Beginning with the line where "like [401, 566]." appears, restate the lines word for word through the last one in the listing.
####
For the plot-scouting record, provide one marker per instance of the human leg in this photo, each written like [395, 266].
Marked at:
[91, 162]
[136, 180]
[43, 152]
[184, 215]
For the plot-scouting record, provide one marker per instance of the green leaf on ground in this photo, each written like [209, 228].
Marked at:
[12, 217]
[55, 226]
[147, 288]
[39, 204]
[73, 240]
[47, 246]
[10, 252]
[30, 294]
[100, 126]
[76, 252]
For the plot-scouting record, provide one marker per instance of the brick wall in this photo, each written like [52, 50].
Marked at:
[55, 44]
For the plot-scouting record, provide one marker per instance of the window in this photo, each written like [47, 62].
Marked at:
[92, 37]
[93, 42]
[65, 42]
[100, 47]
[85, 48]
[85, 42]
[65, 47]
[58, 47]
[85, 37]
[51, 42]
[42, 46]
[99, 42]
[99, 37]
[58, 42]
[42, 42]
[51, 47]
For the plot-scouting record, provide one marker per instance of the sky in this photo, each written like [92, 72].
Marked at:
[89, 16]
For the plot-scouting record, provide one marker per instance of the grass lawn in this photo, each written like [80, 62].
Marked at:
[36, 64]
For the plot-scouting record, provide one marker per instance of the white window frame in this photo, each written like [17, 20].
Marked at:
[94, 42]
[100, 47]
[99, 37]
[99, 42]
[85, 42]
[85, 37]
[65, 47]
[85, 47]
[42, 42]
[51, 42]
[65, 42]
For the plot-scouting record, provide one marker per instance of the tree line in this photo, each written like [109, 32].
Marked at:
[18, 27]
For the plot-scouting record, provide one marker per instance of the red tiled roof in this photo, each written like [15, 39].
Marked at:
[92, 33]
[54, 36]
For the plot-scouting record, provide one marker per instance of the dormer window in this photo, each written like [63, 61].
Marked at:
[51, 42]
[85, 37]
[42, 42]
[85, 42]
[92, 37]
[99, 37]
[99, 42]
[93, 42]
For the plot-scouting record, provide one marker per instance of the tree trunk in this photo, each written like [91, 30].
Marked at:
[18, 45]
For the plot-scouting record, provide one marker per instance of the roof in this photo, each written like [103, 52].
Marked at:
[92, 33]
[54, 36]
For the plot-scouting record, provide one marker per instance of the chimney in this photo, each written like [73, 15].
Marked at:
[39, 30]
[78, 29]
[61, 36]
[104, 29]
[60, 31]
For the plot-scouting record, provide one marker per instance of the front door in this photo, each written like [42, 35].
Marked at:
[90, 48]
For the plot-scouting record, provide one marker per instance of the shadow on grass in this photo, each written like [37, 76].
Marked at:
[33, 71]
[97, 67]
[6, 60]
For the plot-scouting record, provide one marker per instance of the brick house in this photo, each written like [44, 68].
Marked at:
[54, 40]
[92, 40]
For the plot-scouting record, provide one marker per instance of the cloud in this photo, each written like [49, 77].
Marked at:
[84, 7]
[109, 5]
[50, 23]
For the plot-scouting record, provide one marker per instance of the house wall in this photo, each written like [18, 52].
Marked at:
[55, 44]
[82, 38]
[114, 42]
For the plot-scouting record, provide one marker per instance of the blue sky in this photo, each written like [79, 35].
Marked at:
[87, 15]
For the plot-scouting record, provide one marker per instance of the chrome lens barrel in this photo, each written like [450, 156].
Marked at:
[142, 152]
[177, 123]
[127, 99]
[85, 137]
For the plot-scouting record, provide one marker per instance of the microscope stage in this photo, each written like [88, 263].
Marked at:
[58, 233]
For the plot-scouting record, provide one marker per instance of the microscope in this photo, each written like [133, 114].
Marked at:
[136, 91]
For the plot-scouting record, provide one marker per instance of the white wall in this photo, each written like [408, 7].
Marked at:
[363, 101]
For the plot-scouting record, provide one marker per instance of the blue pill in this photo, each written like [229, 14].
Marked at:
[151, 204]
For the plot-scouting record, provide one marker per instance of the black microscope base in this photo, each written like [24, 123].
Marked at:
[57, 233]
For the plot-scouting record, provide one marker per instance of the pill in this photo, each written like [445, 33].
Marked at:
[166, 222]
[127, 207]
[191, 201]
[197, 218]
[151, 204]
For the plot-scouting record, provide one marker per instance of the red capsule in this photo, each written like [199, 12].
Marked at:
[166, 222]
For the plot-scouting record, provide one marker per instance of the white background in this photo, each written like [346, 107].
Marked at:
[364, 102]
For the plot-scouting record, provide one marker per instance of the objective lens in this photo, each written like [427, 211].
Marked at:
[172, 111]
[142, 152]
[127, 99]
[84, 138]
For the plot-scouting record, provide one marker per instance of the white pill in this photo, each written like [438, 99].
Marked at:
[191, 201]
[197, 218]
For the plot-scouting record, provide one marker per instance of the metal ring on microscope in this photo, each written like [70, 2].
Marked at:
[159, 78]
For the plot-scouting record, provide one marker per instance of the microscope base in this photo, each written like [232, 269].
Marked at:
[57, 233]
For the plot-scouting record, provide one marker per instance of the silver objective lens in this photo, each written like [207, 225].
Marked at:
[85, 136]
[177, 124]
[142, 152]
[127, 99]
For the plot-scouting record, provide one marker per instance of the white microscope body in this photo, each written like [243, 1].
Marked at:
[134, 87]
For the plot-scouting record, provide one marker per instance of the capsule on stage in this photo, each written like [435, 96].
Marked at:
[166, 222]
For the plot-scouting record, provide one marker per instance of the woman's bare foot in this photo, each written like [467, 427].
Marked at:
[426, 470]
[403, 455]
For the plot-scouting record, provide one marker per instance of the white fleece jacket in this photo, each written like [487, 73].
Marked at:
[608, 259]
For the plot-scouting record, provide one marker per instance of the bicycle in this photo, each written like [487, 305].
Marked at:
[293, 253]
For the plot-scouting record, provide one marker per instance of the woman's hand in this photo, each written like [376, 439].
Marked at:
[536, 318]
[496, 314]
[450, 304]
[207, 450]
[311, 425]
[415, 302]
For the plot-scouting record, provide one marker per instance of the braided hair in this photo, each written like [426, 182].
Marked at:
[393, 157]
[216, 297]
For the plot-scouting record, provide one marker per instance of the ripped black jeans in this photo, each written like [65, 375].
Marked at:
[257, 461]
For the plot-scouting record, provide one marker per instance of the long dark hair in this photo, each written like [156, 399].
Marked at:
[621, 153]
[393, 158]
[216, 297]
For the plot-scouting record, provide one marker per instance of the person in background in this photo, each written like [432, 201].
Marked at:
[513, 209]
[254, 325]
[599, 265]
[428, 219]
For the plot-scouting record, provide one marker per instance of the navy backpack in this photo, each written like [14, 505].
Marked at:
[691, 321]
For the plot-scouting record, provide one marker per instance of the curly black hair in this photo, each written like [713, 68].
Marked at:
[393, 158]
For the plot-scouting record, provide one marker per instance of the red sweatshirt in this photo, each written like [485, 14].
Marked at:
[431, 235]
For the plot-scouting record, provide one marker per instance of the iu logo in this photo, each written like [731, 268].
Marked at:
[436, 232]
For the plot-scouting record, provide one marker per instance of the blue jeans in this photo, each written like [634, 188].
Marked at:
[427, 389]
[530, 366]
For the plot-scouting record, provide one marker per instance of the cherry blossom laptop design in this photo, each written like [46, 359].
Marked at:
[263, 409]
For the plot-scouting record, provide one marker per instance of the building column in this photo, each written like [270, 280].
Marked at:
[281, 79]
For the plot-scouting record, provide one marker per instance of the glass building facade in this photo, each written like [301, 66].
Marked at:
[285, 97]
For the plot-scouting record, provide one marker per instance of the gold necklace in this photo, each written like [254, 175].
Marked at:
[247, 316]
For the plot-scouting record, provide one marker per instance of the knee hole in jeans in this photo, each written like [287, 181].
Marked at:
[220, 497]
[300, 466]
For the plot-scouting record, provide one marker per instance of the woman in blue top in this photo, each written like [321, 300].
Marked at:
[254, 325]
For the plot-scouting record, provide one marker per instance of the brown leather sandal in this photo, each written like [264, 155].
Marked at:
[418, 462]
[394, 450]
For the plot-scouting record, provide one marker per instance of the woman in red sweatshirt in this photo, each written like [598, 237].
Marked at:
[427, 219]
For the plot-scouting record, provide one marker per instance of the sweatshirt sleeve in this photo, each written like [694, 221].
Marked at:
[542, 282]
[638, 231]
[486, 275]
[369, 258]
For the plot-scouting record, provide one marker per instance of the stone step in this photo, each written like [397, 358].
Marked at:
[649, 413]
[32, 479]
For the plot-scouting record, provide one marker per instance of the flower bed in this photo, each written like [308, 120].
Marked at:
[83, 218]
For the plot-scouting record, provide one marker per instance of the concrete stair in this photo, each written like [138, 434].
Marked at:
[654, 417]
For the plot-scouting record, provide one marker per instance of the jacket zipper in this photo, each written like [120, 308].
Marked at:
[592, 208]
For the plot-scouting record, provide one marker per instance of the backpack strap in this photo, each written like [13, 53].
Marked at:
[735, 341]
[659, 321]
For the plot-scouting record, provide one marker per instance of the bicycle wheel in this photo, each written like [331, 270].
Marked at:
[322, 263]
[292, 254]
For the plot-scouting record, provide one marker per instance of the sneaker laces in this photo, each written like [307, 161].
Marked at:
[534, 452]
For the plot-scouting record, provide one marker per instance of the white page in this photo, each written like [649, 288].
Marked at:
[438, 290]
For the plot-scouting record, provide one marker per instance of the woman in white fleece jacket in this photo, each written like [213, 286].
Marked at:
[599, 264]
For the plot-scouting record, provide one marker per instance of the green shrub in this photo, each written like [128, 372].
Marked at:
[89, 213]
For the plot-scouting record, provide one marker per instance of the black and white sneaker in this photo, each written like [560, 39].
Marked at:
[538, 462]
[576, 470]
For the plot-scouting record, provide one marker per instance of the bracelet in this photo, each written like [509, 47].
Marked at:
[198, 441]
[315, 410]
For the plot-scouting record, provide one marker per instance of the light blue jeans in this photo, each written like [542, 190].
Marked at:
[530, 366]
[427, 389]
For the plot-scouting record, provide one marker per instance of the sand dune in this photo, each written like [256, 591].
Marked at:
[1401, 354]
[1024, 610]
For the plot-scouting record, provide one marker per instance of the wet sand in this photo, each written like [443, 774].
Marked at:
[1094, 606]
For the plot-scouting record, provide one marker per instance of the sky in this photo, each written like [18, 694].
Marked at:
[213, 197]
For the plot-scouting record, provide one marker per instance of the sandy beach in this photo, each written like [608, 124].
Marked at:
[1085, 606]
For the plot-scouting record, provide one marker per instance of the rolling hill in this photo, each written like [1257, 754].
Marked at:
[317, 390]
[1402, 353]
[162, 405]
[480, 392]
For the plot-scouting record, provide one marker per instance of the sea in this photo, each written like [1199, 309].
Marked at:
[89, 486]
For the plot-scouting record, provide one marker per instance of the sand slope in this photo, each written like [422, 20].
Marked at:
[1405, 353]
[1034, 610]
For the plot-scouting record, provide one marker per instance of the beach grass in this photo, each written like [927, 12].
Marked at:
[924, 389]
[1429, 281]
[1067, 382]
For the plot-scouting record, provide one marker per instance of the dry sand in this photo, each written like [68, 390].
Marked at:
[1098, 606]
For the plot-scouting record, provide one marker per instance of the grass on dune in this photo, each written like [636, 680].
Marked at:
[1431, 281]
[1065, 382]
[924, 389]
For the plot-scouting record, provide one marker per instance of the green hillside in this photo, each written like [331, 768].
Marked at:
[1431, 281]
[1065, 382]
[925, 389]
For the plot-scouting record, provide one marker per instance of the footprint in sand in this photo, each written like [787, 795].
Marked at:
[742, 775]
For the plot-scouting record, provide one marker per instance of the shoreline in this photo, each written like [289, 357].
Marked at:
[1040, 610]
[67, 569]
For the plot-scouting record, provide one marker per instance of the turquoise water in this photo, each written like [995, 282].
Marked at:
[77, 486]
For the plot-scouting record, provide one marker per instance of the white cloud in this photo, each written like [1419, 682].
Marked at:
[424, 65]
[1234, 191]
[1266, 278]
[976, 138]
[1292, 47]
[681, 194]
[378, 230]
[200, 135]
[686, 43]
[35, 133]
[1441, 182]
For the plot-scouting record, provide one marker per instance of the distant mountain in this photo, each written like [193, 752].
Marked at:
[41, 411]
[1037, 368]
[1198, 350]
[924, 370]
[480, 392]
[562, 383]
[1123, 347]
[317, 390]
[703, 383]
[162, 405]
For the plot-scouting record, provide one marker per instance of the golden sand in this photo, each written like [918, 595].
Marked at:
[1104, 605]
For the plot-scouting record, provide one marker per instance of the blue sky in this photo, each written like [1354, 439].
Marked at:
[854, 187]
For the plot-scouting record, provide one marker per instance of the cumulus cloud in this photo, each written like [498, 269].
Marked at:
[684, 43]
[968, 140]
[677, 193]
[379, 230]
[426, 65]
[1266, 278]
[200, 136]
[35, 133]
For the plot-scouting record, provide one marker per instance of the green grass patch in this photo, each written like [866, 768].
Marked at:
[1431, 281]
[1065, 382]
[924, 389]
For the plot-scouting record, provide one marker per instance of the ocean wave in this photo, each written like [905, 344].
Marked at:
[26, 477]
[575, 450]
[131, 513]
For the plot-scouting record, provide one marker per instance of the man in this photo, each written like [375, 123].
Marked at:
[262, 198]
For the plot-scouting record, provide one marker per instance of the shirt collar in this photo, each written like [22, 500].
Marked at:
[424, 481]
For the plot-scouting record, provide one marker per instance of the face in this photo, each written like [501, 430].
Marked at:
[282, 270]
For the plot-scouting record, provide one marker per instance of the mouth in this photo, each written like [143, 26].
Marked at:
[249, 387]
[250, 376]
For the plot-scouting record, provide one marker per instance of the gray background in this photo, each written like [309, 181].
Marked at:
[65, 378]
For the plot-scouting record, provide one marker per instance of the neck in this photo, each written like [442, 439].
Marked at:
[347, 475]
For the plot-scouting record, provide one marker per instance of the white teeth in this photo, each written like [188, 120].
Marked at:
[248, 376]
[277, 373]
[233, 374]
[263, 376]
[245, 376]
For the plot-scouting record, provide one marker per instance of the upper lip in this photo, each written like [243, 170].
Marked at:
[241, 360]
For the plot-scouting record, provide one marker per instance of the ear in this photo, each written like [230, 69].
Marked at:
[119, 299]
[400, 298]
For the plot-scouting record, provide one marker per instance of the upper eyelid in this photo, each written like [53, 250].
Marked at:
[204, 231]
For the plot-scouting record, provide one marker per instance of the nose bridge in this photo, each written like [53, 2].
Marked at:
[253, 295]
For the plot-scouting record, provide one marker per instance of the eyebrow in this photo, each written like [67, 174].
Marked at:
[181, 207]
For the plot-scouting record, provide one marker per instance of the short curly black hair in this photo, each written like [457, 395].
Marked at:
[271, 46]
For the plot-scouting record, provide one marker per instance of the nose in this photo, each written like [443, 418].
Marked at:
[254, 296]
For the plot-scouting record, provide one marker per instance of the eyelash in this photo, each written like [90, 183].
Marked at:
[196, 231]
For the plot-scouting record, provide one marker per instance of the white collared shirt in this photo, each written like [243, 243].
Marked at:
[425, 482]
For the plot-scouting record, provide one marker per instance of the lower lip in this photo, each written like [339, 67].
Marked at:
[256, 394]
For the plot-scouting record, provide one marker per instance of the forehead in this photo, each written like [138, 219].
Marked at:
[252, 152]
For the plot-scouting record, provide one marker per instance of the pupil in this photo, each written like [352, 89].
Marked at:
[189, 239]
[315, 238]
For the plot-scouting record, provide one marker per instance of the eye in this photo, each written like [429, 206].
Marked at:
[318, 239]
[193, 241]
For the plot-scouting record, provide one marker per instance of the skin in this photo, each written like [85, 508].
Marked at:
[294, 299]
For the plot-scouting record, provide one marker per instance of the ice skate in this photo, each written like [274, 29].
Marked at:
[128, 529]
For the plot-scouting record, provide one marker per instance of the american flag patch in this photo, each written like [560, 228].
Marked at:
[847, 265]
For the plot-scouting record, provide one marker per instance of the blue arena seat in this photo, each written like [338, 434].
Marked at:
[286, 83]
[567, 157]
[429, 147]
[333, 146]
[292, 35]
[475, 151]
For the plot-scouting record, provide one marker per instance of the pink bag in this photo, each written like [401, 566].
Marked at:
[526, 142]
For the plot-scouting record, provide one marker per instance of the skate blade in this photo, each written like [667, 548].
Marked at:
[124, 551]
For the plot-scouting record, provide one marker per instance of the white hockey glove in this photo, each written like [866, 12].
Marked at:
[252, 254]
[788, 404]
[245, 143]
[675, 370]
####
→ Response to this task
For the plot-scouting record, provide one marker per instance of the pink bag in this photo, each written like [401, 566].
Marked at:
[526, 142]
For the plot-scouting record, provide one marker per instance of the skate blade in this photo, each written like [667, 548].
Marked at:
[124, 551]
For the plot-scouting record, provide one marker per instance of the white hockey glove in this photo, each written like [866, 12].
Marked at:
[252, 254]
[788, 404]
[245, 143]
[675, 370]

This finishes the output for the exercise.